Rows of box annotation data
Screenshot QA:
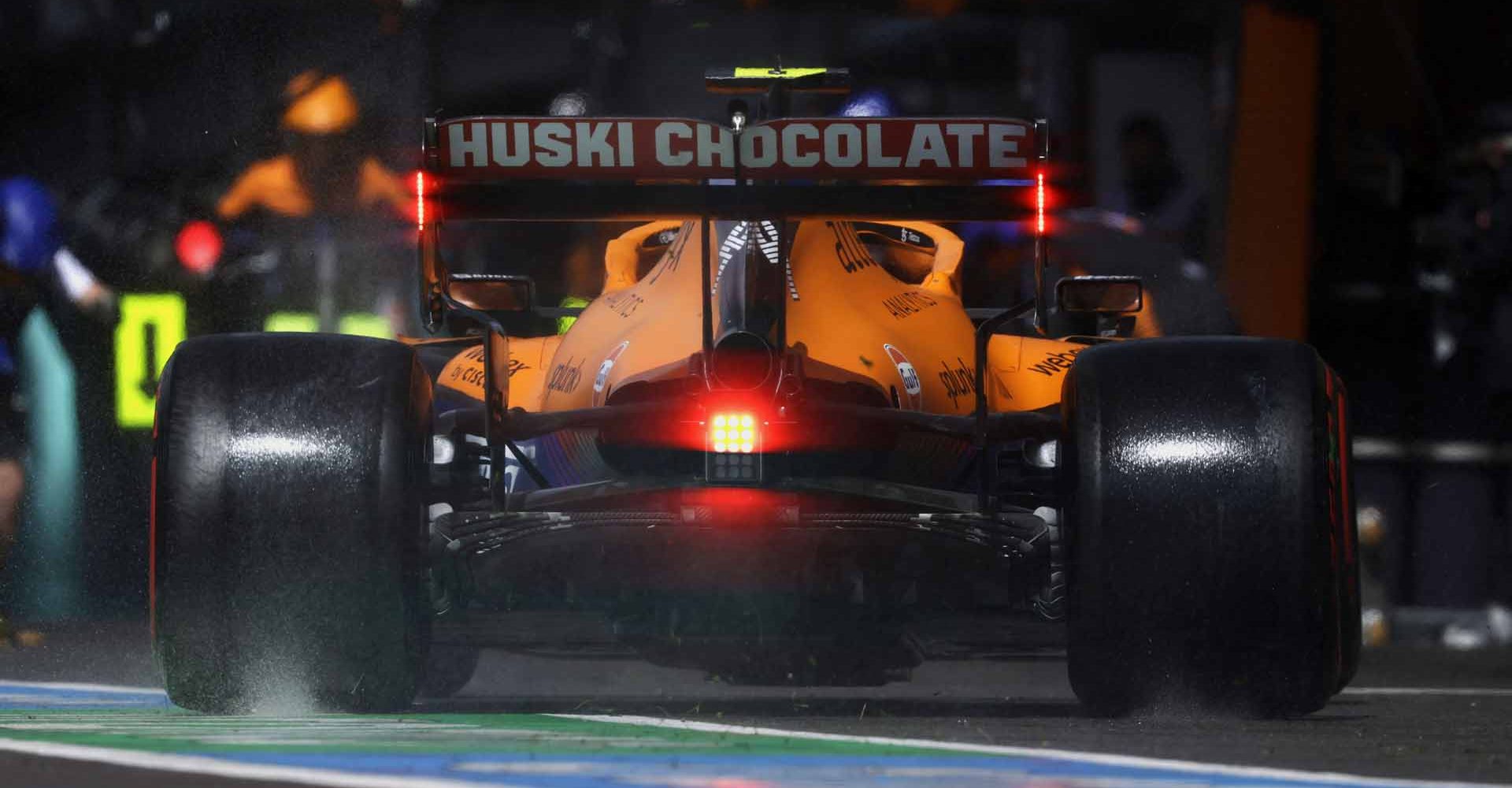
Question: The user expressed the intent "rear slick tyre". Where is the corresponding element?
[1063,337,1358,716]
[151,334,431,712]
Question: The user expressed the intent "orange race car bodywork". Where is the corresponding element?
[439,219,1087,414]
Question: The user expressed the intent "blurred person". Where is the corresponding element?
[217,71,413,221]
[0,177,115,646]
[1106,115,1206,260]
[215,71,414,334]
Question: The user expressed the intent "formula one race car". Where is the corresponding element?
[151,69,1359,714]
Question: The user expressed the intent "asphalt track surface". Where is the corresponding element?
[0,623,1512,788]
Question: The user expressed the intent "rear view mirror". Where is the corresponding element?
[446,273,536,311]
[1055,277,1144,314]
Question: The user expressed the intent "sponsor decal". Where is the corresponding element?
[593,340,631,405]
[603,292,646,318]
[881,345,924,410]
[546,355,587,393]
[824,222,880,273]
[881,291,939,321]
[437,118,1032,178]
[1030,348,1086,378]
[939,355,976,403]
[435,345,531,400]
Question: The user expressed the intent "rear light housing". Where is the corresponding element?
[705,410,765,485]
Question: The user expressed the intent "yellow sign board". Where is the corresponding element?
[735,66,828,79]
[115,293,186,428]
[263,311,393,339]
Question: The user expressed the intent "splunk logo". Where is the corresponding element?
[939,355,976,403]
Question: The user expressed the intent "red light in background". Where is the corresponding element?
[414,171,425,230]
[1034,171,1045,235]
[174,219,225,275]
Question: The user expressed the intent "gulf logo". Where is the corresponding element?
[881,345,924,410]
[593,340,631,405]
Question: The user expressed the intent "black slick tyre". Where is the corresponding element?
[150,334,431,712]
[1062,337,1358,716]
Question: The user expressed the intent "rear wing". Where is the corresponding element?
[422,117,1049,222]
[416,115,1049,329]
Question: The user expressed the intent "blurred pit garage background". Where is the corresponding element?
[0,0,1512,649]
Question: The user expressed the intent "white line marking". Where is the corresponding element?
[1344,686,1512,697]
[547,714,1497,788]
[0,738,524,788]
[0,681,166,697]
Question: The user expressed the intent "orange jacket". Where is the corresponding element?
[217,153,414,219]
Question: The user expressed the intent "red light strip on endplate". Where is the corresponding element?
[1034,171,1045,235]
[414,171,425,230]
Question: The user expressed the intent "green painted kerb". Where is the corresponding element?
[0,711,939,756]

| Exercise |
How many lines contain the string "background"? Case counts; reply with the number alone.

| Task result |
2